# [QUOTED TEXT]
**********
I was thinking of using C.malloc to create off heap structures. The uintptr to 
those structs should be stable and can be used as map keys or values, right?

Not suggesting anyone should do that - just feasibility. 

> On Jun 4, 2021, at 10:38 AM, Ian Lance Taylor <i...@golang.org> wrote:
> 
> On Fri, Jun 4, 2021 at 5:23 AM Robert Engels <reng...@ix.netcom.com> wrote:
>> 
>> I was referring to the “special cases” in this section 
>> https://golang.org/cmd/cgo/ - wouldn’t all of these uintptr be stable?
> 
> The cgo tool gets special treatment: each cgo call is permitted to pin
> a known number of pointers.  There is some background at
> https://go.googlesource.com/proposal/+/refs/heads/master/design/12416-cgo-pointers.md.
> 
> There is a similar exception for calls to syscall.Syscall, documented
> at https://golang.org/pkg/unsafe/#Pointer.
> 
> These mechanisms are specific to those uses, and don't apply to all
> pointers in general.
> 
> Ian
> 
> 
> 
>> On Jun 4, 2021, at 12:25 AM, Ian Lance Taylor <i...@golang.org> wrote:
>> 
>> On Thu, Jun 3, 2021 at 9:13 PM Robert Engels <reng...@ix.netcom.com> wrote:
>> 
>> 
>> Doesn’t that depend on what the uintptr refers to? Eg if it was allocated 
>> off heap to begin with then it should be stable  and computing a hash on it 
>> is valid.
>> 
>> 
>> That is true in current implementations, but Go, the language, does
>> not guarantee that pointers will never move.
>> 
>> Ian
>> 
>> 
>> On Jun 3, 2021, at 9:42 AM, 'Axel Wagner' via golang-nuts 
>> <golang-nuts@googlegroups.com> wrote:
>> 
>> 
>> 
>> 
>> On Thu, Jun 3, 2021 at 4:19 PM christoph...@gmail.com 
>> <christophe.mees...@gmail.com> wrote:
>> 
>> 
>> The documentation doesn’t specify that we can cast an uintptr into a uint64.
**********
# [INFORMATION GIVEN]

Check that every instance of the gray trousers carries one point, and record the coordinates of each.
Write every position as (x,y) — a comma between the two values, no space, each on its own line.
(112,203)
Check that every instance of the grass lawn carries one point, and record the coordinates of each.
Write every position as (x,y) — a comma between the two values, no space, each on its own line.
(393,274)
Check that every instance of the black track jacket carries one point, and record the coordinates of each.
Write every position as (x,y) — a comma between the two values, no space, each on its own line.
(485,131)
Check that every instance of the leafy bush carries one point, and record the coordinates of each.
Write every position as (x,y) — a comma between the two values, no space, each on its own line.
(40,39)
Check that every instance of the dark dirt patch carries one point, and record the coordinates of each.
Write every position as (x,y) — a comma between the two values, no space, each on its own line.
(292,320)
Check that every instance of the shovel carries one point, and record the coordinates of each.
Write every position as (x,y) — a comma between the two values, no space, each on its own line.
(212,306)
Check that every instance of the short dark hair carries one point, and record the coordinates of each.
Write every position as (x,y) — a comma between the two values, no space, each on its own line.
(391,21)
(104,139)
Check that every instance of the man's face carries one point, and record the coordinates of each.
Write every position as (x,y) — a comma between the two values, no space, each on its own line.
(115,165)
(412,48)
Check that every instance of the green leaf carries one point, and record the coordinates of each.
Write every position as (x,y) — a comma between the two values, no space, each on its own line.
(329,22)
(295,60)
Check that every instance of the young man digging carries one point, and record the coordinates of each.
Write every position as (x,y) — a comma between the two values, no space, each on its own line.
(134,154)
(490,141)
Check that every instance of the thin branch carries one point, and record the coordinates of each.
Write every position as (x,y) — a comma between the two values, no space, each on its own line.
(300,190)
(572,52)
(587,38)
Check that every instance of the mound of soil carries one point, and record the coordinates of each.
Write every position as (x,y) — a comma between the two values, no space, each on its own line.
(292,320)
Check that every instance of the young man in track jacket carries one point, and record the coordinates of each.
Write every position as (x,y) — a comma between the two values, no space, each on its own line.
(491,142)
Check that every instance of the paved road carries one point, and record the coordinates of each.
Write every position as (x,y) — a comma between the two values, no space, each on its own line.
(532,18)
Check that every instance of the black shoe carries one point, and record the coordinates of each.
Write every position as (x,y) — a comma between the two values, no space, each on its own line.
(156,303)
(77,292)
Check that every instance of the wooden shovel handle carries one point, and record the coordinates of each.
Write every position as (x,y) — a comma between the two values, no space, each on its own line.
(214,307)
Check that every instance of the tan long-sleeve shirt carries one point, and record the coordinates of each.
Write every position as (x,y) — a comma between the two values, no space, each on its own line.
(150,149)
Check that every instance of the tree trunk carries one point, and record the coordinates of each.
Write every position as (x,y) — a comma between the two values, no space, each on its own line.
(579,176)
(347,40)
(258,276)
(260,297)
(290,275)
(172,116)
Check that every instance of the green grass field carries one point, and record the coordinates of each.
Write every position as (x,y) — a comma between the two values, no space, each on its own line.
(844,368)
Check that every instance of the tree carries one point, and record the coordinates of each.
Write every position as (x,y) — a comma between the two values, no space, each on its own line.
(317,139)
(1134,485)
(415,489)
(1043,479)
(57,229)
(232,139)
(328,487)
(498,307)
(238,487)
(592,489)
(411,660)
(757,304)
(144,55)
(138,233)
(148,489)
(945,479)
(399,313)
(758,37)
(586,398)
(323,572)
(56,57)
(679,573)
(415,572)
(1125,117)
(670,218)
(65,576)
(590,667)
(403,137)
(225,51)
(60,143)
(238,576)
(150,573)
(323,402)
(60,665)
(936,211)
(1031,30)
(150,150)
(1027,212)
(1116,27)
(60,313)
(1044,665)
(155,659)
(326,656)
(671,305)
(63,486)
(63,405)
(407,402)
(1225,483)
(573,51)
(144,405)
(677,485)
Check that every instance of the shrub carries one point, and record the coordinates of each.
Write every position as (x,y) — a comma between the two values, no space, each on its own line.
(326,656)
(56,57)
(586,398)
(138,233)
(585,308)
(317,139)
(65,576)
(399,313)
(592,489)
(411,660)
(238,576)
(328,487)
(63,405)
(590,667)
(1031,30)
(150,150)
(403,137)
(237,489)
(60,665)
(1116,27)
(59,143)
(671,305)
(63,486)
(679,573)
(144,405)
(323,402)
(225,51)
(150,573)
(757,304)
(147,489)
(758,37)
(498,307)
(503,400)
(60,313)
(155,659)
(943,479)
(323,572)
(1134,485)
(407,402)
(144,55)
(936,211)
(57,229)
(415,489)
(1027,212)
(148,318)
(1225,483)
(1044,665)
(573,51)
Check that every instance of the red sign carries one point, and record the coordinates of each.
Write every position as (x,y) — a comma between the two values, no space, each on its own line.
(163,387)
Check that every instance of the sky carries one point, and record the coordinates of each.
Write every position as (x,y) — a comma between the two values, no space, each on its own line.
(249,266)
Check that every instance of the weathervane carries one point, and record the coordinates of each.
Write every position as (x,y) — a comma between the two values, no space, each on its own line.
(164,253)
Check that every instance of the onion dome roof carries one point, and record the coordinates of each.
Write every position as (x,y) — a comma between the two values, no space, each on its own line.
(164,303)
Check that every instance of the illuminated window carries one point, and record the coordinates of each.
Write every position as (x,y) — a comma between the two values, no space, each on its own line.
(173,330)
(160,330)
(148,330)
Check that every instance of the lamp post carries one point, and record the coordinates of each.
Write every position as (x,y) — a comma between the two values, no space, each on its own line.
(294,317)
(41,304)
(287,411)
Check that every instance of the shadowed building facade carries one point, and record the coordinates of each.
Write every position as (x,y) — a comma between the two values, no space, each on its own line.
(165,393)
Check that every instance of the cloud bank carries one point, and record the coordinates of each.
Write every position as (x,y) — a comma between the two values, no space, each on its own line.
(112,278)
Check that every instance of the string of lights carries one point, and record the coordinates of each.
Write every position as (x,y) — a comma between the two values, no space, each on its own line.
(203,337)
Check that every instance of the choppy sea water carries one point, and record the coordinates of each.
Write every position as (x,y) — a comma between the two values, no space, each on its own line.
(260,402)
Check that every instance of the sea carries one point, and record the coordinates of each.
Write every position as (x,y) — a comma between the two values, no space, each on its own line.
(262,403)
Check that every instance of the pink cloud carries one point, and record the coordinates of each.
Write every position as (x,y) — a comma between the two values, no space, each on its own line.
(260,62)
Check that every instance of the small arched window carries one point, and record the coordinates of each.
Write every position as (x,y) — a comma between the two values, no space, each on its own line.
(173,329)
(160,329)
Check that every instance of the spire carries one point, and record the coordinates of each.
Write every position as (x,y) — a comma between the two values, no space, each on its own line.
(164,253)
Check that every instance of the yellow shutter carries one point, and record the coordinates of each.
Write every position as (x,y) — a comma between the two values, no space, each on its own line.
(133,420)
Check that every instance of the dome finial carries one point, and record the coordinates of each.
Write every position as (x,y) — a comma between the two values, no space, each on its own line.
**********
# [PROBLEM 1]
Answer these questions from the mailing-list thread on uintptr stability:
(a) What does the opening message propose using to create off-heap structures?
(b) What does Go, the language, not guarantee about pointers?
(c) At which address is the exception for calls to syscall.Syscall documented?
# [PROBLEM 2]
Resume the mailing-list thread on uintptr stability in Go, starting after its last line.

# [TASK RESULT 1]
(a) C.malloc
(b) That pointers will never move.
(c) https://golang.org/pkg/unsafe/#Pointer

# [TASK RESULT 2]
>> 
>> 
>> 
>> Both are integer types, so they can be converted. You might be worried about 
>> their respective sizes and you are correct that the spec does not guarantee 
>> that a uintptr is at most 64 bit. However, at least for any implementation I 
>> know on any supported architecture, that's the case. If you *really* want to 
>> make sure, you can do something like this:
>> 
>> 
>> func toBytes(v uintptr) []byte {
>> 
>>   var out []byte
>> 
>>   mask := ^uintptr(0)
>> 
>>   for mask != 0 {
>> 
>>       out = append(out, uint8(v))
>> 
>>       v >>= 8
>> 
>>       mask >>= 8
>> 
>>   }
>> 
>>   return out
>> 
>> }
>> 
>> 
>> But really, you can just trust that a uintptr fits into a uint64. Or, if you 
>> want to future-proof, assume it's uint64, but guard by build tags to known 
>> architectures (so it at least fails to compile if that assumption ever 
>> changes).
>> 
>> 
>> To give some context, the application is for a cache with the hash key 
>> computed over a pointer to a heap allocated struct. I need to store the 
>> pointer in the cache entry to test for matching, but this would prevent the 
>> struct to be garbage collected. Storing the pointer as an uintptr would do 
>> the trick.
>> 
>> 
>> 
>> This is problematic. The address of a value can change, so the uintptr would 
>> change as well. So there is no guarantee that your hash stays the same, in 
>> subsequent calls.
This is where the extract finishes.